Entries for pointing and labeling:
____

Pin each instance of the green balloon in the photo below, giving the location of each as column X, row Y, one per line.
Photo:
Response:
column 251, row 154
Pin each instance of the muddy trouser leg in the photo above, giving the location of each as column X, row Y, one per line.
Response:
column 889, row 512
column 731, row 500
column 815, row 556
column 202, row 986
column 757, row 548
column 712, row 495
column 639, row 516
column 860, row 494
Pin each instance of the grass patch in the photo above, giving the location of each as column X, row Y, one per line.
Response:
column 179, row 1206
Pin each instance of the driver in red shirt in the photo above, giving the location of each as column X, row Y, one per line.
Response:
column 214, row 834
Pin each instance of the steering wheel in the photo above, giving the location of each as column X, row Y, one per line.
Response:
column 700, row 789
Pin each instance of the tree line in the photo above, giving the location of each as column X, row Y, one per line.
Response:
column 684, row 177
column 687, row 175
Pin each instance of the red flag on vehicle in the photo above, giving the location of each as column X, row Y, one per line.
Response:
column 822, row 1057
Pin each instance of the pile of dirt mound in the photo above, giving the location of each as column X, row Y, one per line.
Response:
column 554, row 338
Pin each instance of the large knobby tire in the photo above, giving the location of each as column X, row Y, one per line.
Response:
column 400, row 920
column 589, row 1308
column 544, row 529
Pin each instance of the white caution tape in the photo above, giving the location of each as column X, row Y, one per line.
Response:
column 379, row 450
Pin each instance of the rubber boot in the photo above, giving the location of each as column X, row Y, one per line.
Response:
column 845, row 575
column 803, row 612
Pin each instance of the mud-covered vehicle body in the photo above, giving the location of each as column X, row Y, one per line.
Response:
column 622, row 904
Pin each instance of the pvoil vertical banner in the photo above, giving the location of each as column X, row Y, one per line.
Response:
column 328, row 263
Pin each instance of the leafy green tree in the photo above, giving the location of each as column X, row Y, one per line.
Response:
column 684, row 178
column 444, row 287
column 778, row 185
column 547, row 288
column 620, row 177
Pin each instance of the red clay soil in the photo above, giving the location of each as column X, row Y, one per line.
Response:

____

▶ PROBLEM TO SOLVE
Rewrite the listing above, swapping "Pin each instance" for "Mark every instance" wherever it occurs and leaving everything else as is.

▶ EXERCISE RESULT
Mark every instance of the green balloon in the photo below, giving the location of each as column X, row Y, one per line.
Photo:
Response:
column 251, row 154
Mark every instance of the muddy trouser leg in the photo above, giving the location of each as column X, row Y, one per line.
Response:
column 889, row 512
column 731, row 500
column 815, row 556
column 202, row 986
column 757, row 548
column 712, row 495
column 639, row 516
column 860, row 494
Mark every instance of the grass patch in the photo above, giving the location of each as column X, row Y, one per line.
Response:
column 179, row 1206
Mark every instance of the driver in red shirt in the photo above, giving the location of each as column X, row Y, one per line.
Response:
column 214, row 834
Mark every instance of the steering wheel in the photo above, giving the location of each as column X, row Y, one per line.
Response:
column 700, row 789
Mark every instance of the tree line in the photo above, giving the location of each as column X, row Y, one per line.
Response:
column 684, row 177
column 687, row 175
Mark every instance of the red flag on vehicle in the photo above, giving the location of each as column X, row Y, one per line.
Response:
column 822, row 1057
Mark every instance of the pile of dirt mound in the photo above, giving the location of each as column X, row Y, one per line.
Response:
column 554, row 338
Mark every instance of the large knobby tire in the photo above, giving the location of each as column X, row Y, one per line.
Response:
column 400, row 920
column 589, row 1308
column 544, row 529
Mark every instance of the white caution tape in the photo above, giving the location of each as column X, row Y, one per line.
Response:
column 379, row 450
Mark every instance of the rubber boot in the photo above, giving the location of each as column X, row Y, one per line.
Response:
column 845, row 575
column 803, row 612
Mark every instance of the mud-covered vehicle body in the photo above, giving the location of each as column X, row Y, one per line.
Response:
column 622, row 904
Mark every instance of the pvoil vertical banner in the photo above, giving the location of each as column X, row Y, one per line.
Response:
column 328, row 263
Mark every instance of the leafy green tree in the photo above, giving the location of each as column X, row Y, one per line.
Response:
column 684, row 178
column 444, row 287
column 778, row 185
column 547, row 288
column 620, row 177
Mark every instance of the red clay soil in the photo above, giving the location of each as column X, row Y, one per line.
Response:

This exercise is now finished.